__AIM__. Retype the data below without changes, leaving out the pictures.

__AVAILABLE DATA__.
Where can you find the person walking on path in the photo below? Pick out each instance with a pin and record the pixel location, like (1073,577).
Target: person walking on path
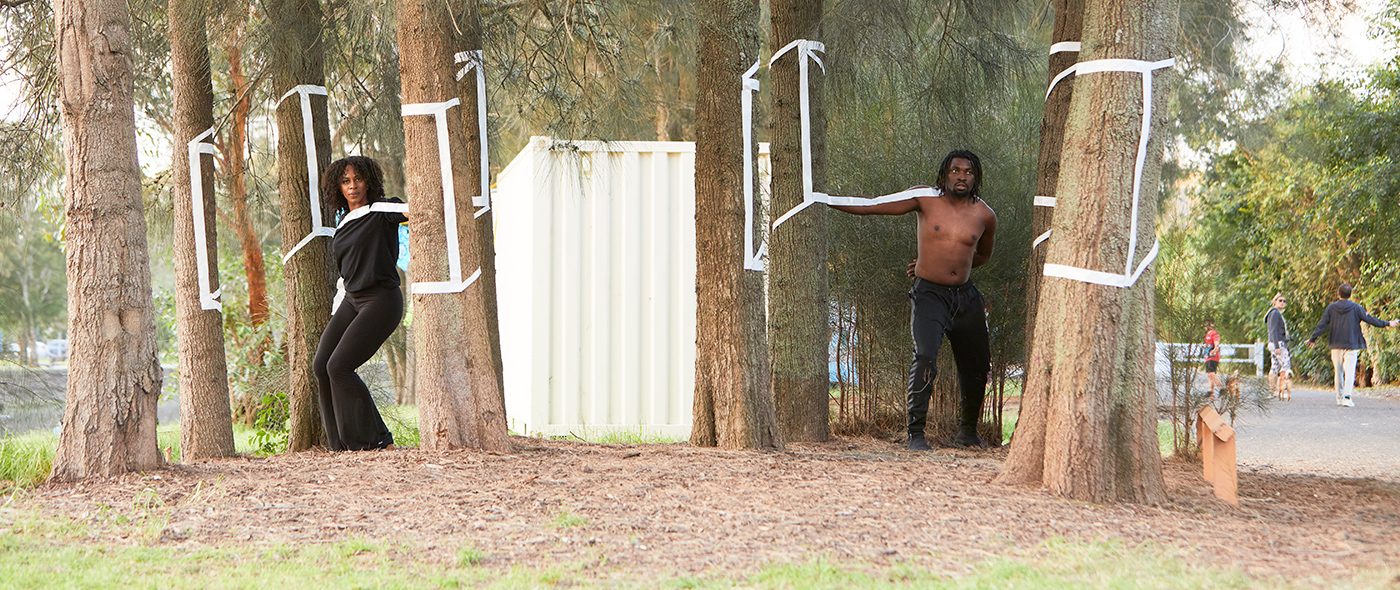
(1213,358)
(1281,369)
(1343,320)
(955,234)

__WORKED SOLUTION__.
Where can you find the person walking on path in the photo below? Pick out each instance with a pin and record the pixel location, like (1073,577).
Target: person walking on path
(1213,358)
(1281,369)
(1343,320)
(955,234)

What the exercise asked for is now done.